◆ **Exercise task**
Below is a set of records; restate each one word for word.

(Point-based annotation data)

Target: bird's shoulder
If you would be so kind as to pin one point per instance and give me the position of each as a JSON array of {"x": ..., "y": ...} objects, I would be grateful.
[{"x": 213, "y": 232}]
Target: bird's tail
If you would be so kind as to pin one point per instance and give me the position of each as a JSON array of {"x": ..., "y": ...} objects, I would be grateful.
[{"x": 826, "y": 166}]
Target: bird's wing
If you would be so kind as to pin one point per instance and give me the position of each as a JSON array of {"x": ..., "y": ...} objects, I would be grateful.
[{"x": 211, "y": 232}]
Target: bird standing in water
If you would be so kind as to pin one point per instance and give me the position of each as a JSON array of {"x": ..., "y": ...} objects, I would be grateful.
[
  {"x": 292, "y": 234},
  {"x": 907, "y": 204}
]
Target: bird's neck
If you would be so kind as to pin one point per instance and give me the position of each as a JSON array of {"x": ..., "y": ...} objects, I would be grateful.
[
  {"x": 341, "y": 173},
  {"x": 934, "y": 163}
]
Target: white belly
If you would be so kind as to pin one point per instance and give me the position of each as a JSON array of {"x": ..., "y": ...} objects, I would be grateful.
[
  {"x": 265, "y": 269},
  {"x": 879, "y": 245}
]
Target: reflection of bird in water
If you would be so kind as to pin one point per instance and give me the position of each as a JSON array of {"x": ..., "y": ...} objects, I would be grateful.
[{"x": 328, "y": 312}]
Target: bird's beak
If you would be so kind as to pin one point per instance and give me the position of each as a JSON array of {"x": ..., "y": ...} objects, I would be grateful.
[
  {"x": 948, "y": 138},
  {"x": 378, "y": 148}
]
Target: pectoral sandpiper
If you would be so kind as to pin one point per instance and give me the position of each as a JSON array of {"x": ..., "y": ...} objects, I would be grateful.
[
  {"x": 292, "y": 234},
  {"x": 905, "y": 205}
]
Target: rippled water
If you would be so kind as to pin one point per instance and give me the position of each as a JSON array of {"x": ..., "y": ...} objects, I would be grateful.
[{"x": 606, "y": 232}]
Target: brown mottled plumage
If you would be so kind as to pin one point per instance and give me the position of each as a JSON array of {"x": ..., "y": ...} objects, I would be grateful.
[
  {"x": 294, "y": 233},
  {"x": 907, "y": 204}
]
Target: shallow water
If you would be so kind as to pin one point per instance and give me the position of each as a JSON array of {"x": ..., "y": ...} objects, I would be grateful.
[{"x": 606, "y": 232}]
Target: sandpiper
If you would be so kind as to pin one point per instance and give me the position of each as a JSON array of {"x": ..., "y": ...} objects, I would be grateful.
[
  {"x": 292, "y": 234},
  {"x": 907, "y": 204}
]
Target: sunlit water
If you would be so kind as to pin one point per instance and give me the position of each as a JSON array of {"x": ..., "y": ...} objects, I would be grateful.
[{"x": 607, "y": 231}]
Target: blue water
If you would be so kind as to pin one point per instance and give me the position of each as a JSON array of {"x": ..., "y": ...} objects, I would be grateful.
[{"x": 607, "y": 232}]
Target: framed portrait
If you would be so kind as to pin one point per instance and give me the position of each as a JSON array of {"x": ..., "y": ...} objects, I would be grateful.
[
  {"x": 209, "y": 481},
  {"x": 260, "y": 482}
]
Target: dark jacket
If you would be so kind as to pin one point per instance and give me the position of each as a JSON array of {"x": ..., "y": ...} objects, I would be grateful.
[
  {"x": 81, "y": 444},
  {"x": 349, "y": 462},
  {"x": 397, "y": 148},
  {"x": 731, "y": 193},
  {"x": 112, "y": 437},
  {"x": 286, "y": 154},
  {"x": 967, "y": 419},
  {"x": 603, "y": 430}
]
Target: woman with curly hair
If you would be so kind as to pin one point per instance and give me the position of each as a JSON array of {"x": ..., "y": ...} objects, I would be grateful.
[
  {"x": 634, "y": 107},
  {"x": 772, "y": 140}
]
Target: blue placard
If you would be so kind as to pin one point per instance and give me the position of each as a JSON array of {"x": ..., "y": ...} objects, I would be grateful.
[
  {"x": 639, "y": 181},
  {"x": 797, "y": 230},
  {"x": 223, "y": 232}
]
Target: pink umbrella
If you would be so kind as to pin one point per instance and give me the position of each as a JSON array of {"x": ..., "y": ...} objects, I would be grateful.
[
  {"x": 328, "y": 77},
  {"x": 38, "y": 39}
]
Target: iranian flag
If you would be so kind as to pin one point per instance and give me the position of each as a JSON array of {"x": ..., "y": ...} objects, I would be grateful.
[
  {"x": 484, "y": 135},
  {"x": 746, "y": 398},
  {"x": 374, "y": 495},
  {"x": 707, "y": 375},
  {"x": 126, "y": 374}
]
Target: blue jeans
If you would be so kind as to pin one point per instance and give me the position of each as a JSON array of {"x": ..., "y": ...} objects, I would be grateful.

◆ **Exercise answer**
Target: bird's shoulder
If you would be so kind as to pin one point per instance and give me the position of each as a JSON array of {"x": ..., "y": ...} objects, I would be grateful.
[{"x": 213, "y": 232}]
Target: bird's tail
If you would be so kind as to pin one point per instance and give me the position of each as a JSON array of {"x": ..., "y": ...} objects, I would be grateful.
[{"x": 826, "y": 166}]
Target: bird's wing
If you would be so kind as to pin one point per instance and give me the position of each as a JSON array of {"x": ..., "y": ...} objects, I would be grateful.
[{"x": 211, "y": 232}]
Target: bird standing in water
If you would be so kind as to pin one point per instance and give me the position of each as a JSON array of {"x": ..., "y": ...} objects, I would be grateful.
[
  {"x": 292, "y": 234},
  {"x": 907, "y": 204}
]
Target: bird's neck
If you would be so kind as to pin one point per instance and give me the position of each as a JSON array of {"x": ..., "y": ...} objects, I would be grateful.
[
  {"x": 341, "y": 173},
  {"x": 934, "y": 163}
]
Target: white belly
If you would be so kind as to pin one point per instance and give me the position of each as a JSON array of {"x": ..., "y": ...} objects, I would be grateful.
[
  {"x": 265, "y": 269},
  {"x": 879, "y": 245}
]
Target: reflection of bird in water
If you would be so kind as to pin one point per instance and give me the position of each as a JSON array of {"x": ..., "y": ...} objects, I would be grateful.
[{"x": 328, "y": 312}]
Target: bird's beak
If you would be so kind as to pin one point per instance and give me the position of each as a JSON array of {"x": ..., "y": ...} objects, I would be grateful.
[
  {"x": 948, "y": 138},
  {"x": 378, "y": 148}
]
Target: pectoral sandpiper
If you would be so kind as to pin one point per instance and give me the position of each as a JSON array of {"x": ..., "y": ...} objects, I would be grateful.
[
  {"x": 292, "y": 234},
  {"x": 905, "y": 205}
]
Target: rippled water
If you would be so kind as to pin one point per instance and give me the position of each as a JSON array of {"x": ..., "y": ...} objects, I would be grateful.
[{"x": 606, "y": 232}]
Target: brown mottled plumage
If you would be so kind as to pin one point per instance and give me the position of each as a JSON array of {"x": ..., "y": ...} objects, I would be grateful.
[
  {"x": 294, "y": 233},
  {"x": 907, "y": 204}
]
Target: shallow water
If you would be so kind as to pin one point per instance and give me the position of each as a JSON array of {"x": ..., "y": ...} objects, I would be grateful.
[{"x": 606, "y": 232}]
Target: sandpiper
If you would be so kind as to pin one point per instance and give me the position of each as a JSON array of {"x": ..., "y": ...} objects, I would be grateful.
[
  {"x": 292, "y": 234},
  {"x": 907, "y": 204}
]
Target: sunlit water
If you would be so kind as to pin one point per instance and give me the position of each as a JSON array of {"x": ..., "y": ...} objects, I would be grateful.
[{"x": 607, "y": 231}]
Target: blue water
If you would be so kind as to pin one point per instance and give me the position of each as a JSON array of {"x": ..., "y": ...} objects, I would be grateful.
[{"x": 607, "y": 232}]
Target: framed portrait
If you would be so kind as to pin one point per instance and give me the position of each as a JSON array of {"x": ..., "y": ...} objects, I would be grateful.
[
  {"x": 209, "y": 481},
  {"x": 260, "y": 482}
]
Target: dark jacket
If you would be so kind as to pin one point per instance and give me the position of each as a JSON array of {"x": ..., "y": ...} objects, I would be grateful.
[
  {"x": 81, "y": 444},
  {"x": 349, "y": 462},
  {"x": 397, "y": 148},
  {"x": 731, "y": 193},
  {"x": 112, "y": 437},
  {"x": 286, "y": 154},
  {"x": 967, "y": 419},
  {"x": 603, "y": 430}
]
Target: woman with curly hair
If you would be so kind as to pin one point per instance and give me the position of each as a JSON array of {"x": ..., "y": ...} objects, I would be grateful.
[
  {"x": 634, "y": 107},
  {"x": 772, "y": 140}
]
Target: blue placard
If you would be so kind as to pin one point per instance and give me the position of each as a JSON array of {"x": ..., "y": ...} objects, I would be grateful.
[
  {"x": 639, "y": 181},
  {"x": 797, "y": 230},
  {"x": 223, "y": 232}
]
Target: pink umbrella
If you would be so kind as to pin one point per instance and give me the position of each as a JSON array of {"x": ..., "y": ...} objects, I would be grateful.
[
  {"x": 328, "y": 77},
  {"x": 38, "y": 39}
]
Target: iranian flag
If you would be so kind as to pin one point per instance and give me the position of each as a JSON array of {"x": ..., "y": ...} objects, I would be grateful.
[
  {"x": 484, "y": 135},
  {"x": 746, "y": 398},
  {"x": 374, "y": 495},
  {"x": 707, "y": 375},
  {"x": 126, "y": 374}
]
Target: blue jeans
If you would be so kind as to pin one point per instance and give me the position of each as a JSON array of {"x": ..., "y": ...} objects, I would be grateful.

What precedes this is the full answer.